Auszug
▬▬▬▬▬▬▬▬▬▬

# Prozesse verstecken



## Neptoos (26. Oktober 2004)

Hallo erstmal an alle Pro's...

Ich suche schon lange nach einer Möglichkeit Prozesse zu verstecken...Bisher war meine Suche erfolglos. Ich hoffe hier kann mir jemand die Frage beantworten, wie ich Prozesse verstecken kann...

Mfg Neptoos


----------



## Sinac (26. Oktober 2004)

Unter welchem Betriebssystem?


----------



## Neptoos (26. Oktober 2004)

Ich benutze Windows XP


----------



## Sinac (26. Oktober 2004)

Geht soweit ich weiß nicht ohne weiteres. Aus der Taskliste ist kein Problem wenn es ein Dienst ist, aber bei den Prozessen bleibt dein Programm trotzdem drin.


----------



## Neptoos (26. Oktober 2004)

Ok ich formuliere die Frage ein bisschen anders...Kennst du eine Möglichkeit um einen Bypass für z.B. Gameguard zu programmieren oder wat weiß ich...? Es muss ja irgendwie möglich sein, dass ein Programm wie Gameguard vorzugaukeln, dass kein anderes Programm nebenbei läuft, wie z.B. ein Hexeditor....Ich hoffe du kannst damit mehr anfangen^.^


----------



## squeaker (26. Oktober 2004)

Dazu sag ich nur: http://29a.host.sk/29a-7/Articles/29A-7.018

Und für alle die gleich schreien was für eine gefährliche oder schreckliche Webseite das ist - Scriptkiddies hilft sie nicht und Unwissenheit schadet.


----------



## SandmannX (27. Oktober 2004)

Ich geb dir mal ein Schlagwort: "Process Magic". Viel Spaß beim suchen


----------



## Neptoos (27. Oktober 2004)

Danke erstmal für die schnellen Antworten...Der Link von squeaker  leider nicht....hab zumindest keine Berechtigung um auf die Seite zu gelangen....Naja ich werd mich jetzt erstmal totsuchen mit schlagwort^.^


----------



## Sinac (27. Oktober 2004)

Bei mir geht der Link auch nicht.
Und überhaupt: Gehört das nicht in Programmierforum?


----------



## Neptoos (27. Oktober 2004)

Weiß ich nicht....aber mit dem Programm Process Magic kann ich irgendwie nicht anfangen.....ist ja schön und gut das Programm, aber den Process Namen oder die Caption zu ändern bringt auch nicht wirklich viel...an Progs wie Gameguard komm ich trotzdem nicht vorbei...Und der Process von gameguard ist nicht zu finden....

Meinst du, dass ich im Programmierforum mehr Infos erhalte?

Mfg Neptoos


----------

▬▬▬▬▬▬▬▬▬▬

Auszüge der Einträge
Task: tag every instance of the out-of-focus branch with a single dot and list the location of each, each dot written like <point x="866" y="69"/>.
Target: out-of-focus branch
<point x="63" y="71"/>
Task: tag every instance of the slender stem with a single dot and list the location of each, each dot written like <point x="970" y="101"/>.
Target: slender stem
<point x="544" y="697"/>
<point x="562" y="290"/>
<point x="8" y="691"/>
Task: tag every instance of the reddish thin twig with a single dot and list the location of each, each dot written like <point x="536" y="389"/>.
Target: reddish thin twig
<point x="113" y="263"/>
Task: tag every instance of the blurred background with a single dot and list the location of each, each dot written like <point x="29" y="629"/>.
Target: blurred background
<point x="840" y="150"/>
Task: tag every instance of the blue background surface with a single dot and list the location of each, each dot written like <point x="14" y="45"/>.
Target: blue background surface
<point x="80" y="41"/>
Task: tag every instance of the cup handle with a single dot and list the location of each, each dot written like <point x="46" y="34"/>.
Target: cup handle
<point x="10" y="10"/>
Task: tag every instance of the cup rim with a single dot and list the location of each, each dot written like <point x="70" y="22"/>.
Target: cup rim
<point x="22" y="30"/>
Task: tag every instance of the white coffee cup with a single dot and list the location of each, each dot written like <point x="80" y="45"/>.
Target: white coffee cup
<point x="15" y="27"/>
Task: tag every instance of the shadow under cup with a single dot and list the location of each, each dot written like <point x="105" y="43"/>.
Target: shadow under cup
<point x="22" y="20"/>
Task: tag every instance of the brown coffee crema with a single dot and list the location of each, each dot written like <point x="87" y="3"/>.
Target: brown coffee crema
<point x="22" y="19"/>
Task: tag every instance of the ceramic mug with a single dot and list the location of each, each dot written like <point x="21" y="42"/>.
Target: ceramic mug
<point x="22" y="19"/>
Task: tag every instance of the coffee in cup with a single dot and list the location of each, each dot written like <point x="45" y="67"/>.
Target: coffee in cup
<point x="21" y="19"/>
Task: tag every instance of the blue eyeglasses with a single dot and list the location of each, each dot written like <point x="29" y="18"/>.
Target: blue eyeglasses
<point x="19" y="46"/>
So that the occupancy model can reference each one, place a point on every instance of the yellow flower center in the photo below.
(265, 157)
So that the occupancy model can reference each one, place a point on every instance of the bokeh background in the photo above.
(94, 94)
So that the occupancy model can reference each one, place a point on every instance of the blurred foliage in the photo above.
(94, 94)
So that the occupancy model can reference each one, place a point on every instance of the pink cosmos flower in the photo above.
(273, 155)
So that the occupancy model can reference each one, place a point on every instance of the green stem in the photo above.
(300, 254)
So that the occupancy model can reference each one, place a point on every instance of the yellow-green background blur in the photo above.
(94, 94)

▬▬▬▬▬▬▬▬▬▬

Details zur Aufgabe
Wie lässt sich die Diskussion über das Verstecken von Prozessen in zwei Sätzen zusammenfassen? Die Einträge werden hierfür nicht gebraucht.

Erledigte Aufgabe
Neptoos sucht unter Windows XP eine Möglichkeit, Prozesse zu verstecken, und fragt schließlich, wie man einem Programm wie Gameguard vorgaukeln kann, dass kein anderes Programm wie etwa ein Hexeditor nebenbei läuft. Laut Sinac geht das nicht ohne weiteres, squeakers Link funktioniert weder bei Neptoos noch bei Sinac, und das von SandmannX genannte Schlagwort „Process Magic“ bringt Neptoos nicht weiter, weil das Ändern von Prozessname oder Caption nicht an Gameguard vorbeiführt.